35. De même, lors de son audition le 20 janvier 2009, la présidente du SNVEL 67 a confirmé que, " cet accord est très ancien et que son dispositif n'a jamais nécessité une inscription à l'ordre du jour de nos réunions. En effet, sa gestion courante est directement assurée par les membres du bureau du SNVEL 67 qui exercent sur le secteur de Strasbourg et son agglomération. Un membre du bureau est ainsi spécialement chargé des relations entre notre syndicat et la SPA de Strasbourg et gère le fonctionnement de cette charte. (...) Cette charte n'a jamais posé aucun problème au cours de toutes ces années et a surtout permis d'assurer un bon climat confraternel entre les vétérinaires du secteur de Strasbourg " (cotes 695 et 696).
36. Pour sa part, le Dr. D., ancien président du SNVEL 67, a précisé lors de son audition, le 6 novembre 2008, que " [c]ette charte a été élaborée à l'origine par le conseil régional de l'ordre des vétérinaires (...). Les tarifs de cette convention sont régulièrement réactualisés. Ces tarifs sont établis par le syndicat des vétérinaires du Bas-Rhin chargé de représenter l'ensemble des vétérinaires. Le syndicat fixe les montants des différentes prestations après négociations avec la SPA de Strasbourg. Le conseil régional de l'ordre des vétérinaires impose a priori la signature de la charte pour entente avec la SPA. Tout vétérinaire du Bas-Rhin peut y adhérer. Un vétérinaire qui ne souhaiterait pas adhérer à cette convention ne pourrait pas intervenir auprès de la SPA de Strasbourg " (cote 273). Il a en outre confirmé le champ d'application de cette charte telle que décrit par le président du CROV d'Alsace ci-avant.

Consigne 1 – Reproduisez fidèlement le passage du texte sur la charte conclue avec la SPA de Strasbourg, en commençant par « 35. De même, lors » et en allant jusqu'à « 695 et 696). ».
Le texte et les enregistrements n'ont aucun lien entre eux.

(Étiquetage de formes sur images)
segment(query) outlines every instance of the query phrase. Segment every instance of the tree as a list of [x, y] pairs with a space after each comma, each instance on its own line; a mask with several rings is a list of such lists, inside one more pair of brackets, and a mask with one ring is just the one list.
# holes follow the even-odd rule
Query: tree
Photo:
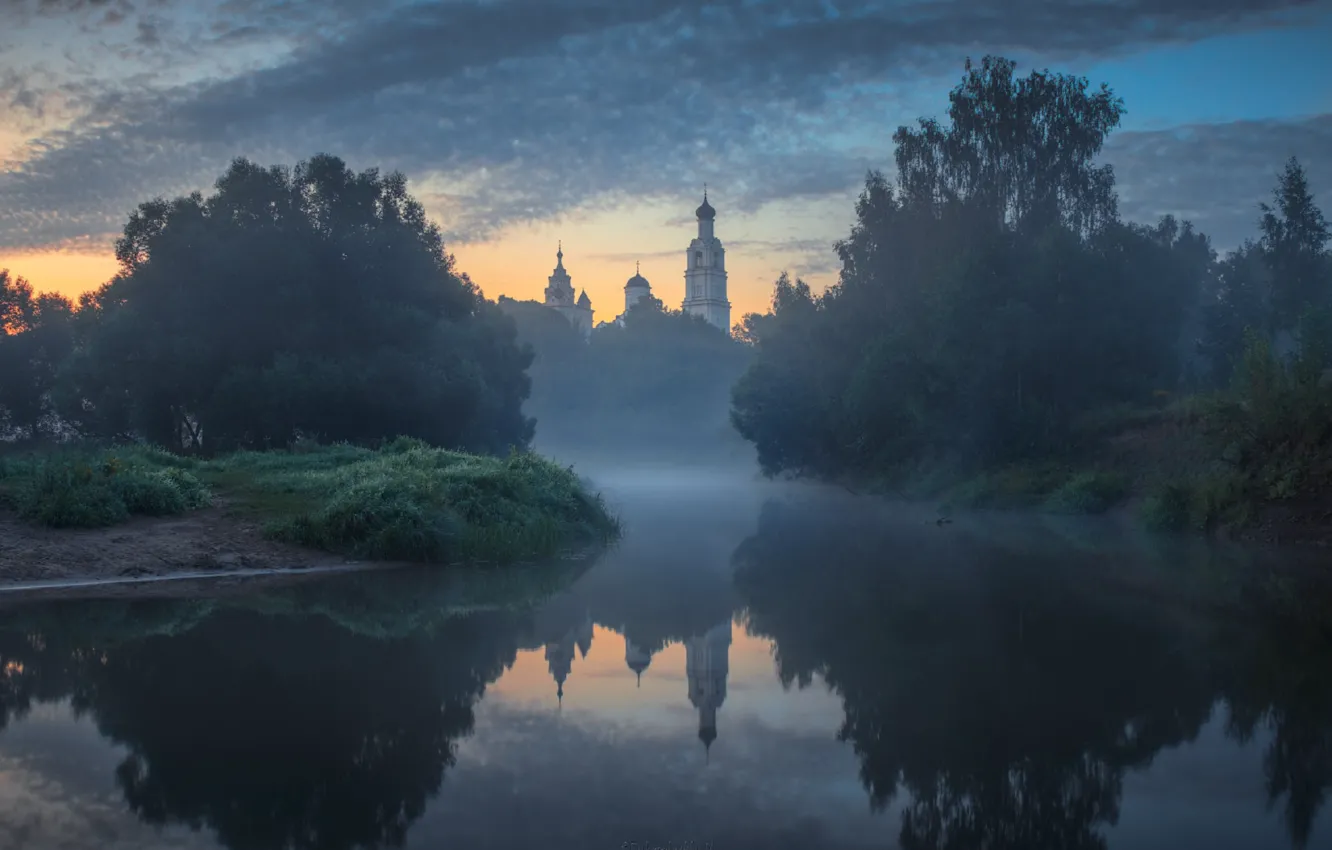
[[80, 308], [67, 414], [210, 449], [298, 433], [525, 445], [530, 357], [454, 269], [402, 175], [238, 159], [214, 193], [145, 203]]
[[896, 184], [867, 176], [836, 285], [783, 277], [749, 322], [733, 421], [763, 468], [1047, 456], [1090, 409], [1175, 386], [1213, 256], [1188, 222], [1119, 221], [1096, 156], [1122, 113], [1104, 85], [986, 57], [947, 124], [899, 128]]
[[52, 389], [73, 349], [73, 306], [0, 269], [0, 430], [37, 437], [53, 426]]
[[1272, 191], [1272, 204], [1260, 207], [1263, 257], [1272, 274], [1273, 321], [1276, 329], [1289, 330], [1304, 310], [1332, 302], [1328, 221], [1313, 203], [1304, 169], [1295, 157], [1287, 161]]
[[912, 205], [970, 201], [995, 220], [1088, 232], [1116, 216], [1114, 171], [1095, 165], [1124, 113], [1107, 85], [1032, 72], [986, 56], [966, 63], [948, 95], [948, 127], [922, 119], [894, 135], [899, 181]]

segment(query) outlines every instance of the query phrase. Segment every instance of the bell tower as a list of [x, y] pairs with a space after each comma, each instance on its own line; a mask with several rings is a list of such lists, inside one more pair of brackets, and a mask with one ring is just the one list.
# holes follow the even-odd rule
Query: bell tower
[[731, 332], [731, 302], [726, 300], [726, 249], [722, 240], [713, 233], [717, 211], [707, 203], [707, 187], [703, 187], [703, 204], [694, 211], [698, 216], [698, 236], [689, 244], [685, 254], [685, 301], [681, 309], [694, 316], [702, 316], [709, 324], [723, 333]]

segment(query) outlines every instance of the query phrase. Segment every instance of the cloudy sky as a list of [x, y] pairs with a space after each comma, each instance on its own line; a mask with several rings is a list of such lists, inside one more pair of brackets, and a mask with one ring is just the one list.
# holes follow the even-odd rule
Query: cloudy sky
[[1228, 248], [1295, 155], [1332, 208], [1332, 0], [0, 0], [0, 268], [69, 294], [228, 160], [401, 169], [494, 297], [563, 240], [598, 320], [667, 304], [702, 185], [731, 301], [835, 278], [868, 168], [967, 56], [1106, 81], [1122, 209]]

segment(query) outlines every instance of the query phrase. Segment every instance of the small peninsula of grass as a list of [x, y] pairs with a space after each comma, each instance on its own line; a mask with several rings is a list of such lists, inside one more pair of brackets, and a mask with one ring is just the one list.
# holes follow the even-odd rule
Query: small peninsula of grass
[[56, 529], [177, 516], [221, 497], [269, 538], [374, 561], [514, 562], [614, 538], [618, 522], [569, 469], [397, 438], [209, 460], [145, 446], [0, 458], [0, 508]]

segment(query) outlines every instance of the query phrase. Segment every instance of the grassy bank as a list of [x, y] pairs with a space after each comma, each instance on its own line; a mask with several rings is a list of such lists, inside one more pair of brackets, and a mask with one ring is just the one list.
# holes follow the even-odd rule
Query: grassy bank
[[1332, 540], [1332, 392], [1313, 381], [1087, 417], [1067, 453], [959, 474], [910, 474], [887, 489], [940, 510], [1128, 509], [1154, 530]]
[[535, 454], [481, 457], [398, 438], [212, 460], [143, 446], [0, 458], [0, 505], [35, 525], [104, 528], [213, 504], [265, 533], [366, 560], [511, 562], [618, 533], [601, 498]]

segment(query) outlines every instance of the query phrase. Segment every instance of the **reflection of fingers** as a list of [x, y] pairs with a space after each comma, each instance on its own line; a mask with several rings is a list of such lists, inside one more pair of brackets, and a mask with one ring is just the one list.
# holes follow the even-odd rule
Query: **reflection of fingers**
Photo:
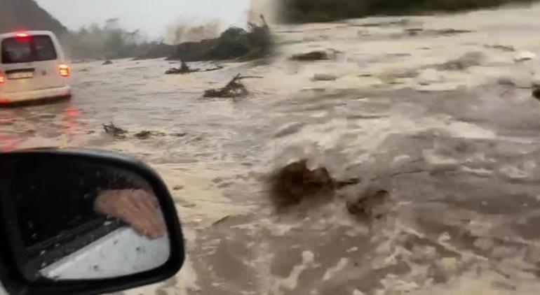
[[144, 210], [141, 210], [134, 202], [126, 202], [122, 208], [121, 219], [128, 224], [137, 233], [146, 236], [149, 232], [150, 226], [144, 216]]
[[158, 209], [158, 207], [152, 201], [152, 196], [148, 194], [146, 192], [139, 191], [139, 198], [141, 200], [145, 207], [152, 211], [156, 211]]
[[161, 214], [159, 208], [155, 207], [151, 198], [152, 196], [147, 194], [145, 192], [140, 192], [142, 194], [137, 198], [137, 206], [143, 213], [141, 215], [147, 218], [147, 221], [151, 226], [151, 233], [153, 238], [159, 238], [163, 236], [165, 231], [165, 225], [160, 218]]

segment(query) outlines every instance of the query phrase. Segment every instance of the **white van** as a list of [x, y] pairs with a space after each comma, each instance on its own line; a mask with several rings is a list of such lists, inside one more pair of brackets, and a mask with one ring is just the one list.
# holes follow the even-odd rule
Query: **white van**
[[69, 73], [52, 32], [0, 34], [0, 105], [71, 97]]

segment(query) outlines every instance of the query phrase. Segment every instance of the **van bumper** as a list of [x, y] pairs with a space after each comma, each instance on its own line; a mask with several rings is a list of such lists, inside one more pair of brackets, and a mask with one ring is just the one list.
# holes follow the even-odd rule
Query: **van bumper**
[[59, 97], [69, 98], [71, 96], [72, 89], [69, 86], [20, 92], [0, 92], [0, 105]]

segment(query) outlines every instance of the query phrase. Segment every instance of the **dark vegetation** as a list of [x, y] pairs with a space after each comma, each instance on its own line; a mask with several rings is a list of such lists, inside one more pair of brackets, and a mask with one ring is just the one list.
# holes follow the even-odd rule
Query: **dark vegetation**
[[248, 96], [249, 92], [245, 85], [242, 83], [242, 79], [260, 78], [255, 76], [241, 76], [240, 73], [234, 76], [229, 82], [224, 87], [217, 89], [210, 89], [205, 90], [204, 97], [214, 97], [214, 98], [235, 98], [235, 97], [244, 97]]
[[232, 27], [219, 38], [200, 42], [187, 42], [176, 47], [170, 59], [184, 62], [224, 60], [235, 58], [252, 59], [270, 53], [270, 28], [261, 15], [262, 24], [248, 23], [248, 29]]
[[231, 27], [216, 38], [180, 45], [148, 41], [139, 30], [128, 31], [112, 18], [102, 25], [93, 24], [69, 31], [34, 0], [0, 0], [0, 33], [16, 30], [48, 30], [60, 39], [72, 59], [118, 58], [170, 59], [194, 62], [241, 58], [252, 59], [270, 52], [270, 29], [248, 23], [248, 29]]
[[369, 15], [456, 12], [534, 0], [279, 0], [286, 22], [328, 22]]
[[18, 29], [47, 30], [58, 35], [67, 32], [34, 0], [0, 0], [0, 34]]

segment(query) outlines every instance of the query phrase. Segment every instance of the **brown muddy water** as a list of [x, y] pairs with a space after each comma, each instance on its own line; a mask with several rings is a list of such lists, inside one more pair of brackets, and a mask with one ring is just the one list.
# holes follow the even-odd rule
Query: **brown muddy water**
[[[163, 60], [74, 64], [70, 101], [0, 109], [0, 148], [112, 150], [161, 173], [188, 261], [125, 294], [540, 294], [537, 62], [515, 61], [540, 53], [539, 13], [278, 26], [271, 62], [205, 73], [165, 75]], [[313, 50], [332, 58], [288, 60]], [[245, 80], [250, 96], [201, 97], [237, 73], [263, 77]], [[104, 134], [109, 122], [127, 138]], [[133, 136], [142, 130], [165, 135]], [[267, 177], [301, 158], [362, 182], [277, 213]], [[369, 187], [390, 198], [367, 222], [346, 203]]]

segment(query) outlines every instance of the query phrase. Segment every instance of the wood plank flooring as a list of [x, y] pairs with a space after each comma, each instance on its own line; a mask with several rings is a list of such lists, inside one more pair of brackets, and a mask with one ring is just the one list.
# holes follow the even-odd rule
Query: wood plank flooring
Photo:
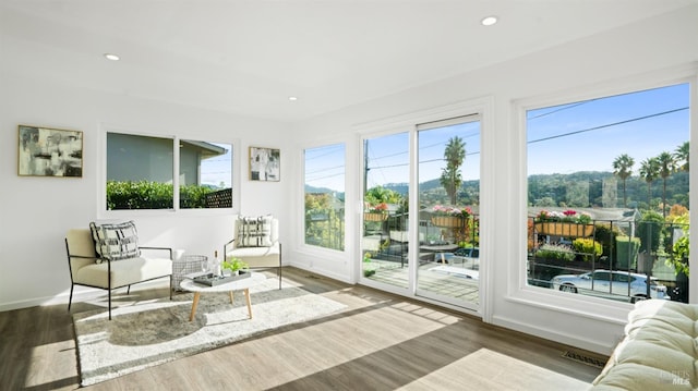
[[[570, 346], [300, 269], [284, 268], [284, 276], [347, 308], [87, 389], [569, 390], [585, 389], [600, 372], [562, 357]], [[137, 301], [168, 292], [136, 285], [119, 294]], [[103, 305], [73, 303], [72, 311]], [[0, 359], [3, 390], [79, 388], [65, 305], [0, 313]]]

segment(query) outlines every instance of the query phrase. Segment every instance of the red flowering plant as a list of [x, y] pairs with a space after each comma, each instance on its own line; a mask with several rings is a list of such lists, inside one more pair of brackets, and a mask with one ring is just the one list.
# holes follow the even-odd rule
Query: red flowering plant
[[432, 212], [435, 216], [456, 216], [456, 217], [468, 217], [472, 215], [472, 209], [470, 207], [458, 208], [453, 206], [443, 206], [436, 205], [432, 208]]
[[381, 204], [377, 204], [377, 205], [368, 204], [365, 211], [368, 213], [387, 213], [388, 212], [388, 205], [386, 203], [381, 203]]
[[546, 221], [561, 221], [561, 222], [574, 222], [577, 224], [591, 223], [591, 215], [586, 212], [578, 212], [576, 210], [567, 209], [565, 211], [550, 211], [542, 209], [534, 218], [535, 222]]

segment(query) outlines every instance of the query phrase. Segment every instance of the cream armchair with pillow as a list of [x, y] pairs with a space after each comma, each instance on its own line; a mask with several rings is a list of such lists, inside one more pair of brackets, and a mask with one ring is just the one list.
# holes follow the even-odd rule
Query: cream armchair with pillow
[[281, 243], [279, 221], [270, 215], [238, 216], [233, 223], [232, 240], [222, 247], [226, 260], [239, 258], [250, 268], [278, 268], [281, 289]]
[[[168, 257], [144, 257], [142, 249], [166, 252]], [[107, 290], [111, 319], [112, 290], [129, 286], [130, 293], [135, 283], [165, 277], [170, 278], [170, 285], [172, 283], [172, 249], [139, 246], [133, 221], [101, 225], [93, 222], [89, 229], [72, 229], [65, 235], [65, 251], [71, 279], [69, 310], [75, 285]]]

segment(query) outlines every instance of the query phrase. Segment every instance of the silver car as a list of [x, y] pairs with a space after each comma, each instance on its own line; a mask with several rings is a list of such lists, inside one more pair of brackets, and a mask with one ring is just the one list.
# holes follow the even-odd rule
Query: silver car
[[[551, 280], [552, 288], [563, 292], [647, 298], [647, 276], [627, 271], [594, 270], [583, 274], [561, 274]], [[650, 297], [670, 300], [666, 286], [650, 280]]]

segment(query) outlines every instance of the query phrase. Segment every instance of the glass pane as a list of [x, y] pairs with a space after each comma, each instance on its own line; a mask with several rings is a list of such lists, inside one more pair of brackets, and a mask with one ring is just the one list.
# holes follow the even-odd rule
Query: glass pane
[[681, 84], [527, 112], [530, 285], [687, 302], [688, 107]]
[[418, 293], [456, 305], [480, 302], [480, 122], [419, 136]]
[[232, 208], [232, 145], [179, 143], [180, 208]]
[[305, 244], [345, 249], [345, 145], [304, 150]]
[[172, 209], [173, 140], [107, 133], [107, 209]]
[[409, 134], [364, 140], [363, 276], [407, 288]]

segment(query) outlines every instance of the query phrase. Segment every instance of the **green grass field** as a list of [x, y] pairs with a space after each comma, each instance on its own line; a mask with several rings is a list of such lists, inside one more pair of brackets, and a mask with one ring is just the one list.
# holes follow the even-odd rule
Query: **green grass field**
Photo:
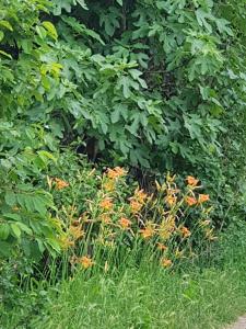
[[246, 311], [246, 235], [238, 230], [208, 265], [179, 271], [128, 268], [117, 275], [78, 274], [50, 292], [42, 316], [11, 313], [2, 328], [223, 328]]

Consigne 2 – Mettez sous forme de liste JSON de chaînes les lignes des enregistrements, à raison d'une chaîne par ligne et sans les lignes vides, en commençant par la ligne qui contient « of the **reflection » et en allant jusqu'à celle qui contient « 92], [0, 105]] », toutes deux comprises. Laissez les images de côté.

Corrigé 1 –
35. De même, lors de son audition le 20 janvier 2009, la présidente du SNVEL 67 a confirmé que, " cet accord est très ancien et que son dispositif n'a jamais nécessité une inscription à l'ordre du jour de nos réunions. En effet, sa gestion courante est directement assurée par les membres du bureau du SNVEL 67 qui exercent sur le secteur de Strasbourg et son agglomération. Un membre du bureau est ainsi spécialement chargé des relations entre notre syndicat et la SPA de Strasbourg et gère le fonctionnement de cette charte. (...) Cette charte n'a jamais posé aucun problème au cours de toutes ces années et a surtout permis d'assurer un bon climat confraternel entre les vétérinaires du secteur de Strasbourg " (cotes 695 et 696).

Corrigé 2 –
[
  "segment(query) outlines every instance of the query phrase. Segment every instance of the **reflection of fingers** as a list of [x, y] pairs with a space after each comma, each instance on its own line; a mask with several rings is a list of such lists, inside one more pair of brackets, and a mask with one ring is just the one list.",
  "# holes follow the even-odd rule",
  "Query: **reflection of fingers**",
  "Photo:",
  "[[144, 210], [141, 210], [134, 202], [126, 202], [122, 208], [121, 219], [128, 224], [137, 233], [146, 236], [149, 232], [150, 226], [144, 216]]",
  "[[158, 209], [158, 207], [152, 201], [152, 196], [148, 194], [146, 192], [139, 191], [139, 198], [141, 200], [145, 207], [152, 211], [156, 211]]",
  "[[161, 214], [159, 208], [155, 207], [151, 198], [152, 196], [147, 194], [145, 192], [140, 192], [142, 194], [137, 198], [137, 206], [143, 213], [141, 215], [147, 218], [147, 221], [151, 226], [151, 233], [153, 238], [159, 238], [163, 236], [165, 231], [165, 225], [160, 218]]",
  "segment(query) outlines every instance of the query phrase. Segment every instance of the **white van** as a list of [x, y] pairs with a space after each comma, each instance on its own line; a mask with several rings is a list of such lists, inside one more pair of brackets, and a mask with one ring is just the one list.",
  "# holes follow the even-odd rule",
  "Query: **white van**",
  "[[69, 73], [52, 32], [0, 34], [0, 105], [71, 97]]",
  "segment(query) outlines every instance of the query phrase. Segment every instance of the **van bumper** as a list of [x, y] pairs with a space after each comma, each instance on its own line; a mask with several rings is a list of such lists, inside one more pair of brackets, and a mask with one ring is just the one list.",
  "# holes follow the even-odd rule",
  "Query: **van bumper**",
  "[[59, 97], [69, 98], [71, 96], [72, 89], [69, 86], [20, 92], [0, 92], [0, 105]]"
]